FRAGMENTO SELECCIONADO
+ + + + + + +

El cebo de los profesores

Como profesor lo querían sus alumnos. Puros rechazados de los colegios caros de Valdivia. Pero no los apoderados y menos los colegas. «Tuve problemas con los profesores, mucha gente mediocre que los días lunes sólo hablan de lo que vieron en televisión el domingo en la noche, que pasan todo el tiempo comiendo, tomando café y quejándose de lo mal pagados que son, de todo ese cebo del profesorado aún no se ha escrito en Chile», dice. Y aclara que esa novela está lista en su cabeza. Igual que «Quinto infierno», el libro que se tratará del ambiente literario valdiviano, donde todos son «puros diletantes, que hablan teorizan y fuman y no publican, sino  imprimen sus libros queriendo que los contraten en la universidad para tener estatus de académicos. Yo me prometí que no iba a ser como esos patanes», cuenta con su acento provinciano marcado por el arrastre de la ch y -como todo escritor que se precie- una tartamudez bajo control.

El profesor de castellano siguió escribiendo, pensando en concursos para ganar y riéndose de la camarilla literaria de la ciudad, entre los que estaba Jorge Ojeda, un tipo que en los años 70 había ganado una mención honrosa en el concurso de cuentos de la revista Paula. «A veces mostraba la revista con el cuento como diciendo ‘este soy yo». Lillo creía que el concurso ya no existía hasta que su mujer llegó con la revista que traía las bases de la versión 1999.

La fama o la vida

Lo ganó con «Hielo», una historia sacada del más profundo Raymond Carver, sobre un hombre y su mujer, que asiste a su madre muerta de cáncer.  Según le contó a todos los que le rodeaban en la comida para celebrar el premio (entre ellos el español Ignacio Echeverría y Rafael Gumucio) antes de escribir el cuento destruyó todo lo que había hecho antes.

Más comida para el mito que se alimenta con retazos de una historia en la  que Lillo después de ganar el premio de cuentos más cool de Chile, en vez de recibir un contrato promisorio y convertirse en parroquiano del Liguria, vuelve a una Niebla que ni siquiera es Valdivia, vende todo para poder comer cuando ya  ha decidido ser escritor full time y  es rechazado por Alfaguara y las otras editoriales grandes. Su rastro se pierde. No tiene correo electrónico y nadie del ambiente literario tiene su celular. Cuando le queda plata para vivir cuatro meses, manda «La Felicidad» a Paula en 2005. Pero no consigue ni siquiera ser finalista. Cuando está pensando en tomar la pistola, recibe una llamada. «En abril de 2006 me llama Carolina Díaz, de la revista, para decirme que había leído mi cuento y que le parecía muy bueno, aunque no fuera seleccionado. Me pide si puede mandárselo a Ignacio  Echeverría a España. Me pregunta como estoy. Le mando el cuento y una carta contándole todos mis padecimientos», recuerda el escritor.

+ + + + + + +

EXTRACTO DE DATOS
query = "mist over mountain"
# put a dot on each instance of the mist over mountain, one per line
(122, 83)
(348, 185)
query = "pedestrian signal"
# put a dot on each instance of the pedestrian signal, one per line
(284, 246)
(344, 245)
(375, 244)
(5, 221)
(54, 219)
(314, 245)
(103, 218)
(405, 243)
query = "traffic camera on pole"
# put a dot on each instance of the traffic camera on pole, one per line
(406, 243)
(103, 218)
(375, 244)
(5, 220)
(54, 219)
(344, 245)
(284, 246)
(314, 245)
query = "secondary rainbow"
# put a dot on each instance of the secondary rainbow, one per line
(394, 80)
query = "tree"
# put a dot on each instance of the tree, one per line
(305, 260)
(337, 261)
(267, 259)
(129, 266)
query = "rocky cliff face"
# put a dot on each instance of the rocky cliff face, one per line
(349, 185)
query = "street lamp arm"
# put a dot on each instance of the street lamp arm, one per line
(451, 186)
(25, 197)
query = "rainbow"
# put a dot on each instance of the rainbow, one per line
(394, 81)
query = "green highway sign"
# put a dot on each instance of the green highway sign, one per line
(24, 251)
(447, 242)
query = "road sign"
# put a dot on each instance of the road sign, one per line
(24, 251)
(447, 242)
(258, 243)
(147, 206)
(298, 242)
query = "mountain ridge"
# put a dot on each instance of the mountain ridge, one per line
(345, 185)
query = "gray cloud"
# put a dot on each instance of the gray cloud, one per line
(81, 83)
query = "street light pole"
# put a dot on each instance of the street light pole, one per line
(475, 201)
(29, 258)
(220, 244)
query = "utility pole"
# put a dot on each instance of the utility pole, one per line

+ + + + + + +

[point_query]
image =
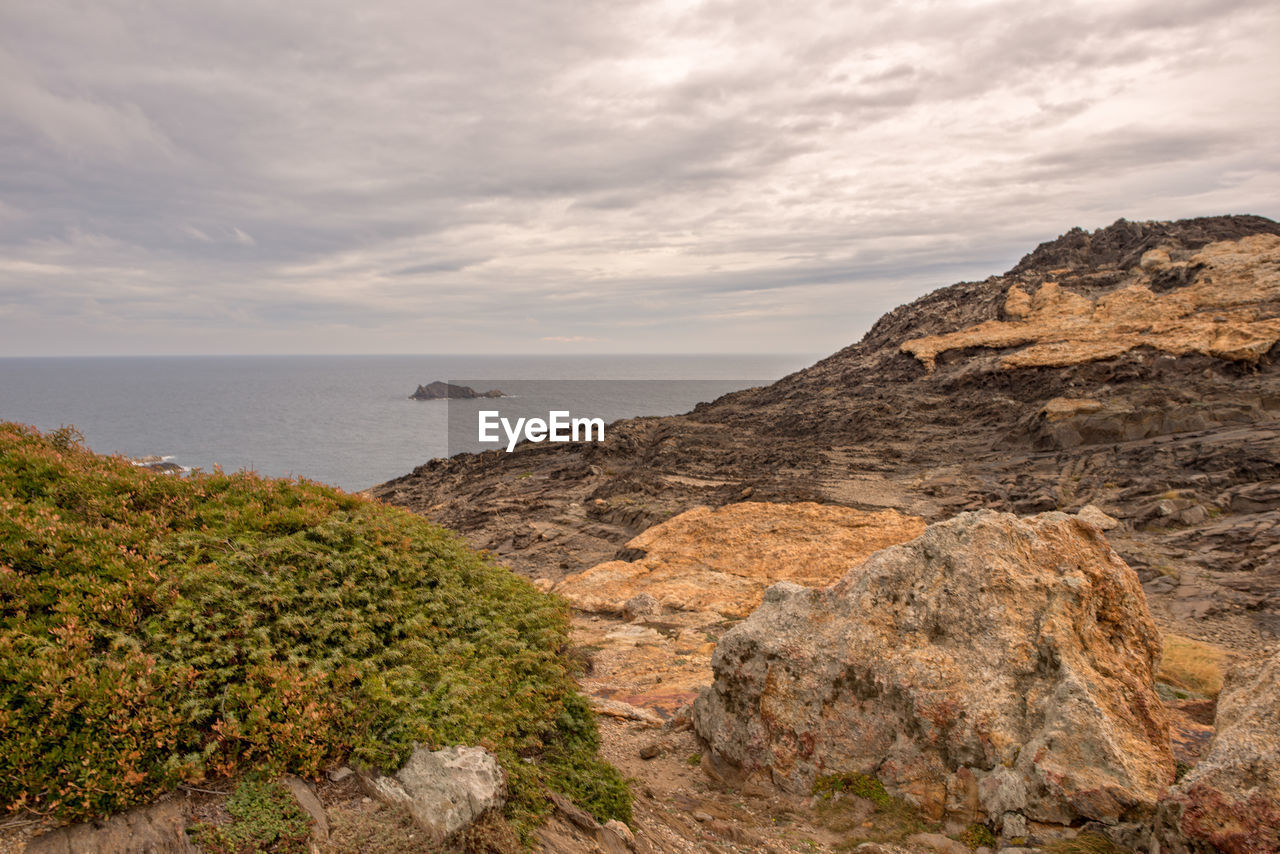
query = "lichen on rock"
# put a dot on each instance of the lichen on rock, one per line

+ + + + + + +

QUÉ SE PIDE
¿Concuerdan con el fragmento seleccionado las siguientes afirmaciones? Responde sí o no a cada una y cita textualmente las palabras del fragmento que lo deciden.
1. Lillo ganó el concurso de Paula con «Hielo».
2. «La Felicidad» llegó a ser finalista en el concurso de Paula.
3. Jorge Ojeda había obtenido una mención honrosa en el concurso de cuentos de la revista Paula en los años 70.

TAREA RESUELTA
1. Sí: "Lo ganó con «Hielo»".
2. No: "Pero no consigue ni siquiera ser finalista".
3. Sí: "un tipo que en los años 70 había ganado una mención honrosa en el concurso de cuentos de la revista Paula".